> [WHAT IS REQUIRED]: Rewrite the stretch of the material below that runs from the line containing "Question: locate the tire" through the end, replacing "tire" with "wheel" and keeping everything else the same.

--- --- ---

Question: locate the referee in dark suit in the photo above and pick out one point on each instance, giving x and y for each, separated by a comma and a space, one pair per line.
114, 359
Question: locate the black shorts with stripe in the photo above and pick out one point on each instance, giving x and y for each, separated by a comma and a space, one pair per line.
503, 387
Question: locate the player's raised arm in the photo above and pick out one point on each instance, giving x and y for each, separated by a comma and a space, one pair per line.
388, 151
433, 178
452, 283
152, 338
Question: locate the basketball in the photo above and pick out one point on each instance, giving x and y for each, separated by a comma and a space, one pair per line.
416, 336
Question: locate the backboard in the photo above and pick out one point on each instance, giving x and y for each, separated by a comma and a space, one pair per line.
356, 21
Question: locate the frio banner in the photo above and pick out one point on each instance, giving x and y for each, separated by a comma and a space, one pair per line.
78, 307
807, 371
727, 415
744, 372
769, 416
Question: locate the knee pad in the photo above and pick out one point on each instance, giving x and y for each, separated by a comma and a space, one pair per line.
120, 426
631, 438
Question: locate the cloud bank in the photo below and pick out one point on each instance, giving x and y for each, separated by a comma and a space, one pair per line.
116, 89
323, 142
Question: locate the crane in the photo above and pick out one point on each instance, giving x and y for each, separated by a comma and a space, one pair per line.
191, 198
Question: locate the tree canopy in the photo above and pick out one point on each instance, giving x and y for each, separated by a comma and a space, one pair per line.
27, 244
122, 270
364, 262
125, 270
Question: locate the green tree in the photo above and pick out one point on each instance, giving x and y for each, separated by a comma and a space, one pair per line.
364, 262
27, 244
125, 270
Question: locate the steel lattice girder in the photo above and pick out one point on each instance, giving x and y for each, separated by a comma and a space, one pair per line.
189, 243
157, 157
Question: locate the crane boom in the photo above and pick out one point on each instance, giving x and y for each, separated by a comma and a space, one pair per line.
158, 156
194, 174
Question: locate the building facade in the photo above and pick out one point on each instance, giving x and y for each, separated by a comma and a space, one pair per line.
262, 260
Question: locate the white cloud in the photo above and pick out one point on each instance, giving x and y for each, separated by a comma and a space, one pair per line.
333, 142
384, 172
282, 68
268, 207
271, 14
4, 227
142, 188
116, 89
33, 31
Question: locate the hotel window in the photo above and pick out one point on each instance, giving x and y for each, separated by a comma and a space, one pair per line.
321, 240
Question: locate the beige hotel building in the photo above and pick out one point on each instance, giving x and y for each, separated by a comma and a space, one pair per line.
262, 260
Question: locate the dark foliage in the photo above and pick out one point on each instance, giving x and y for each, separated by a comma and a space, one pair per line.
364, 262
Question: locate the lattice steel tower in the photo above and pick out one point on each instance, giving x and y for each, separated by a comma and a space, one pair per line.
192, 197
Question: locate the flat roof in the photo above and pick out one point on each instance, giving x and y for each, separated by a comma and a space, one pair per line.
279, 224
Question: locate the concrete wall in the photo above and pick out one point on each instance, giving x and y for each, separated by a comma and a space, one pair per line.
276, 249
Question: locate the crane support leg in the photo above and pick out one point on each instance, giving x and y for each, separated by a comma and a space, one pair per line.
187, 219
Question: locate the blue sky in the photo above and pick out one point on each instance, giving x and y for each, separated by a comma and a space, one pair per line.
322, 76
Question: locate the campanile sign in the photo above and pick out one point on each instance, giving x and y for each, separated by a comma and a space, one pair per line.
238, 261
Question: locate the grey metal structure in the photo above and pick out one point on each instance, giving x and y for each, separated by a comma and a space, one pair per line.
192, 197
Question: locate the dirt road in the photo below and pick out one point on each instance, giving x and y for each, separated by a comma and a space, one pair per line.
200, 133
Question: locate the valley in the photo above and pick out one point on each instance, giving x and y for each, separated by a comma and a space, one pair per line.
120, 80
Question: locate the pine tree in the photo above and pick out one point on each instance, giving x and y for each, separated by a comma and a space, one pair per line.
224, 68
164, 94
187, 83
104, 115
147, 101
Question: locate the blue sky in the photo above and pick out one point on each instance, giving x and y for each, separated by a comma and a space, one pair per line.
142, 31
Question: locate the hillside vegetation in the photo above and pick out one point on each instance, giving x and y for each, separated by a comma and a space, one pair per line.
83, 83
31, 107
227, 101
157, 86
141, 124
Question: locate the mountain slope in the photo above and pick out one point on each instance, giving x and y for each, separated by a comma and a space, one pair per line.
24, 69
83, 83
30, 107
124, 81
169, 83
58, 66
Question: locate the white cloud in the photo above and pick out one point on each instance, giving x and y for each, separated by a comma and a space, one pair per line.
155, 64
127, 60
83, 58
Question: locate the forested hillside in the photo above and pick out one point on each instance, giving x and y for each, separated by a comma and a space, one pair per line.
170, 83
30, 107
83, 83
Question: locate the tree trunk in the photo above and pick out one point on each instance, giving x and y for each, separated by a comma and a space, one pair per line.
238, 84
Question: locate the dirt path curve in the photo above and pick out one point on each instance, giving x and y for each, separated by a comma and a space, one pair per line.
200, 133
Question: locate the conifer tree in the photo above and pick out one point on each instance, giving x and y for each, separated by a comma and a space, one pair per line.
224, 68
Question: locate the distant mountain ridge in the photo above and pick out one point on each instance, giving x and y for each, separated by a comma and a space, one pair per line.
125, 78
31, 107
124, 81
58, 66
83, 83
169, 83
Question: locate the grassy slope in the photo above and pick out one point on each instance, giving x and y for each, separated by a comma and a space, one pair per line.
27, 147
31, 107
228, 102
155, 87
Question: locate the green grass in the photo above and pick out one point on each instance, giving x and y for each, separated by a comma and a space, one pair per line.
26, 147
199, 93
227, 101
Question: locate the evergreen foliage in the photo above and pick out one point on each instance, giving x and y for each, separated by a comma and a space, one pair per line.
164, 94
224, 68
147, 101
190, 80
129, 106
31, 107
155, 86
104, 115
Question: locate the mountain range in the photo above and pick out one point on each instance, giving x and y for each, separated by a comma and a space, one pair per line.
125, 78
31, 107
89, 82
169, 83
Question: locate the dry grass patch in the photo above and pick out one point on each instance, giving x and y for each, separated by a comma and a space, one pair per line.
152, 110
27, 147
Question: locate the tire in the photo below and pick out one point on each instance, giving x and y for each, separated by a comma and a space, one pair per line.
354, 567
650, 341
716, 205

--- --- ---

> [RESULT FOR THIS TASK]:
Question: locate the wheel in the photo below and pick out one point on each instance, giving x and y for each, separated by a comma and a space, one pair per line.
354, 567
650, 341
716, 205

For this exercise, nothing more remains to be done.